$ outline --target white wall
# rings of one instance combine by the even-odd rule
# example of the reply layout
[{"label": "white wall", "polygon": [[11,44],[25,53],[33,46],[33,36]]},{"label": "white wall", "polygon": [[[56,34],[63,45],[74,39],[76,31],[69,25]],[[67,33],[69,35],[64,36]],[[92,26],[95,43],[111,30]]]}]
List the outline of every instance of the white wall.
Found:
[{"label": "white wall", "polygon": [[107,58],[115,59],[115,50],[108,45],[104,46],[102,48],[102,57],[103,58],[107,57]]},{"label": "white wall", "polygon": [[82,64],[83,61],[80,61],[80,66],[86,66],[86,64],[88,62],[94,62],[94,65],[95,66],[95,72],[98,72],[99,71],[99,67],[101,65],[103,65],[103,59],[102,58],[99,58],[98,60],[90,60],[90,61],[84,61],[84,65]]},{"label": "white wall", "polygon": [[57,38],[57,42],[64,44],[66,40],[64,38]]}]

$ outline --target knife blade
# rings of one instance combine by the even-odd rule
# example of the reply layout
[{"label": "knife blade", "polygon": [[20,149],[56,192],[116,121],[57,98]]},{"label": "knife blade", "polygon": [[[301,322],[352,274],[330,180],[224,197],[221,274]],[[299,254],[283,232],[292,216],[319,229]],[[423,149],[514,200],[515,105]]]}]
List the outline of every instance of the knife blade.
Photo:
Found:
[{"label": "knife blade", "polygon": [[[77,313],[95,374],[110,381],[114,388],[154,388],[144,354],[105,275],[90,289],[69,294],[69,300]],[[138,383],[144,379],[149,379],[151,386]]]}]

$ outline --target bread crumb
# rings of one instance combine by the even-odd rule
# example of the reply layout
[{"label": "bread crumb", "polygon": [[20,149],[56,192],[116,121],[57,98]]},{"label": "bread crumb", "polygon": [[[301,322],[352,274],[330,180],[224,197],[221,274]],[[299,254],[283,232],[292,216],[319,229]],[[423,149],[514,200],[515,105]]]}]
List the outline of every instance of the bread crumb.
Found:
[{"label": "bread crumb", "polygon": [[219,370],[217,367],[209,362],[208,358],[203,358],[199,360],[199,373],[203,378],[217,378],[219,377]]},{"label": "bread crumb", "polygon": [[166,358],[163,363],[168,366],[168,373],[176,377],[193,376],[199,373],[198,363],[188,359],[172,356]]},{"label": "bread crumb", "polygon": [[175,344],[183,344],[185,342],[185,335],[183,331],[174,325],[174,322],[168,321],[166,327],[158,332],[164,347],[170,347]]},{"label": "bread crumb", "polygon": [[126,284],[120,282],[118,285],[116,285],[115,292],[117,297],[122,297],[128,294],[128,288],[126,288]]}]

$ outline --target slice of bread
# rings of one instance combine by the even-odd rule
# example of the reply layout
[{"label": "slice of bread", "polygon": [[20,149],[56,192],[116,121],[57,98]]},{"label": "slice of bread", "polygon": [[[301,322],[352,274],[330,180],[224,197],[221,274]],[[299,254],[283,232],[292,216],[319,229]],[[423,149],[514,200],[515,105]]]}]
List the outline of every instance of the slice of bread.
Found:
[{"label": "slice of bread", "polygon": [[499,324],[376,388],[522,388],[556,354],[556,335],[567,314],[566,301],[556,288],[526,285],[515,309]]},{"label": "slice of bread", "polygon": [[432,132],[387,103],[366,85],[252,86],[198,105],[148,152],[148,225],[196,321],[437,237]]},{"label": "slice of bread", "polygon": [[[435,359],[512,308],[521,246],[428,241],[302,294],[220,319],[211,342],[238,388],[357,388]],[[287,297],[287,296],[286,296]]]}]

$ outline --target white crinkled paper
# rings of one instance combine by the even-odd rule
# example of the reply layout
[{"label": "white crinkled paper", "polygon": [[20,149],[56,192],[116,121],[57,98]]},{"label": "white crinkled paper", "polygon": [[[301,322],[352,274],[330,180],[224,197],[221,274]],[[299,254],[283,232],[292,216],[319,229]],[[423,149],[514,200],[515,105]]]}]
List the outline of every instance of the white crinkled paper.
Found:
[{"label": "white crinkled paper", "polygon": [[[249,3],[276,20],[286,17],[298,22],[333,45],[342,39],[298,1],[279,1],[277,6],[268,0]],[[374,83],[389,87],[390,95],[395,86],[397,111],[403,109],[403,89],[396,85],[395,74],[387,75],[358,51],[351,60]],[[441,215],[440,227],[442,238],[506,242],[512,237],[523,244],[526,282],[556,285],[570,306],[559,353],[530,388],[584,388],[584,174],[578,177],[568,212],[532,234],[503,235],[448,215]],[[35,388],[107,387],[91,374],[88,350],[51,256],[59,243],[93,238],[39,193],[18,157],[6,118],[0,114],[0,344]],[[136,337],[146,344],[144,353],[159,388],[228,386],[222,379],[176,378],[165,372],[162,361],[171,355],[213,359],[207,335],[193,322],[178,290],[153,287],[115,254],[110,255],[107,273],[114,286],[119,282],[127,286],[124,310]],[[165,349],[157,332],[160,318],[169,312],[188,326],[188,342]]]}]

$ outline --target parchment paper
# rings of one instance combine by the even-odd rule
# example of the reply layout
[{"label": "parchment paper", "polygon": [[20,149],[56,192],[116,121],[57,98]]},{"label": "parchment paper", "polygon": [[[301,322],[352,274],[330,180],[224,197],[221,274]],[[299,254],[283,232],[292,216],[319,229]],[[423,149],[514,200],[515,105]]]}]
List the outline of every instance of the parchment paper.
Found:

#####

• [Aim]
Lay out every line of the records above as a Markdown table with the columns Row and Entry, numbering each line in order and omitting blank lines.

• [Reply]
| Row | Entry |
|---|---|
| 1 | $ outline --target white wall |
| 2 | # rings of one instance combine by the even-odd rule |
| 3 | # example of the reply layout |
| 4 | [{"label": "white wall", "polygon": [[11,44],[25,53],[33,46],[33,36]]},{"label": "white wall", "polygon": [[[56,34],[63,45],[74,39],[76,31],[69,25]],[[67,33],[69,35],[64,36]],[[92,26],[95,43],[111,30]]]}] |
| 5 | List the outline of every instance of the white wall. |
| 6 | Found: |
| 7 | [{"label": "white wall", "polygon": [[107,58],[115,59],[115,50],[108,45],[104,46],[102,48],[102,57],[103,58],[107,57]]},{"label": "white wall", "polygon": [[82,64],[83,61],[80,61],[80,66],[86,66],[86,64],[88,62],[94,62],[94,65],[95,66],[95,72],[98,72],[99,71],[99,67],[101,65],[103,65],[103,59],[102,58],[99,58],[98,60],[90,60],[90,61],[84,61],[84,65]]},{"label": "white wall", "polygon": [[57,38],[57,42],[64,44],[66,40],[64,38]]}] |
| 8 | $ outline --target knife blade |
| 9 | # rings of one instance combine by the even-odd rule |
| 10 | # example of the reply layout |
| 11 | [{"label": "knife blade", "polygon": [[20,149],[56,192],[116,121],[57,98]]},{"label": "knife blade", "polygon": [[[301,322],[352,274],[330,180],[224,197],[221,274]],[[299,254],[283,232],[292,216],[319,229]],[[423,149],[514,200],[515,105]]]}] |
| 12 | List the outline of every instance of the knife blade. |
| 13 | Photo: |
| 14 | Found: |
| 15 | [{"label": "knife blade", "polygon": [[[77,313],[95,374],[110,381],[114,388],[154,388],[144,354],[105,275],[90,289],[69,294],[69,300]],[[138,383],[144,379],[149,379],[151,386]]]}] |
| 16 | $ outline --target bread crumb |
| 17 | # rings of one instance combine by the even-odd rule |
| 18 | # example of the reply layout |
| 19 | [{"label": "bread crumb", "polygon": [[20,149],[56,192],[116,121],[57,98]]},{"label": "bread crumb", "polygon": [[[301,322],[352,274],[330,180],[224,197],[221,274]],[[299,254],[283,232],[292,216],[319,229]],[[423,149],[514,200],[515,105]]]}] |
| 20 | List the outline of every instance of the bread crumb. |
| 21 | Found: |
| 22 | [{"label": "bread crumb", "polygon": [[219,370],[217,367],[209,362],[208,358],[203,358],[199,360],[199,373],[203,378],[217,378],[219,377]]},{"label": "bread crumb", "polygon": [[166,358],[163,363],[168,366],[168,373],[176,377],[193,376],[199,373],[198,363],[188,359],[172,356]]},{"label": "bread crumb", "polygon": [[175,344],[183,344],[185,342],[185,335],[183,331],[174,325],[174,322],[168,321],[166,327],[158,332],[164,347],[170,347]]},{"label": "bread crumb", "polygon": [[126,284],[120,282],[118,285],[116,285],[115,292],[117,297],[122,297],[128,294],[128,288],[126,288]]}] |
| 23 | $ outline --target slice of bread |
| 24 | # rings of one instance combine by the even-odd rule |
| 25 | # example of the reply layout |
| 26 | [{"label": "slice of bread", "polygon": [[20,149],[56,192],[116,121],[57,98]]},{"label": "slice of bread", "polygon": [[[301,322],[352,274],[330,180],[224,197],[221,274]],[[299,254],[283,232],[292,216],[319,229]],[[423,149],[514,200],[515,105]]]}] |
| 27 | List the outline of every instance of the slice of bread. |
| 28 | Found: |
| 29 | [{"label": "slice of bread", "polygon": [[499,324],[376,388],[522,388],[556,354],[556,335],[567,314],[566,301],[556,288],[526,285],[515,309]]},{"label": "slice of bread", "polygon": [[432,132],[387,103],[366,85],[252,86],[198,105],[148,152],[148,225],[196,321],[437,237]]},{"label": "slice of bread", "polygon": [[[435,359],[512,308],[521,246],[428,241],[302,294],[220,319],[211,342],[238,388],[357,388]],[[287,297],[287,296],[286,296]]]}] |
| 30 | $ outline --target white crinkled paper |
| 31 | # rings of one instance combine by the even-odd rule |
| 32 | # example of the reply layout |
| 33 | [{"label": "white crinkled paper", "polygon": [[20,149],[56,192],[116,121],[57,98]]},{"label": "white crinkled paper", "polygon": [[[301,322],[352,274],[330,180],[224,197],[221,274]],[[299,254],[283,232],[292,216],[319,229]],[[423,149],[514,200],[515,105]]]}] |
| 34 | List the outline of every instance of the white crinkled paper. |
| 35 | Found: |
| 36 | [{"label": "white crinkled paper", "polygon": [[[249,3],[276,20],[286,17],[298,22],[333,45],[342,39],[298,1],[279,1],[277,6],[268,0]],[[374,83],[389,87],[390,95],[395,86],[397,111],[403,109],[403,89],[396,85],[395,74],[387,75],[358,51],[351,60]],[[441,215],[440,227],[442,238],[506,242],[512,237],[523,244],[526,282],[556,285],[570,306],[559,353],[530,388],[584,388],[584,174],[578,177],[568,212],[532,234],[503,235],[448,215]],[[35,388],[107,387],[91,374],[88,350],[51,256],[59,243],[93,238],[39,193],[18,157],[6,118],[0,114],[0,344]],[[136,337],[146,344],[144,353],[159,388],[228,386],[222,379],[176,378],[165,372],[162,361],[171,355],[213,359],[207,335],[193,322],[178,290],[153,287],[115,254],[110,255],[107,273],[114,286],[119,282],[127,286],[124,310]],[[165,349],[157,332],[160,318],[169,312],[188,326],[188,342]]]}] |
| 37 | $ outline --target parchment paper |
| 38 | # rings of one instance combine by the even-odd rule |
| 39 | # example of the reply layout |
| 40 | [{"label": "parchment paper", "polygon": [[20,149],[56,192],[116,121],[57,98]]},{"label": "parchment paper", "polygon": [[[301,322],[352,274],[330,180],[224,197],[221,274]],[[299,254],[283,232],[292,216],[319,229]],[[423,149],[514,200],[515,105]]]}] |
| 41 | List the outline of every instance of the parchment paper. |
| 42 | Found: |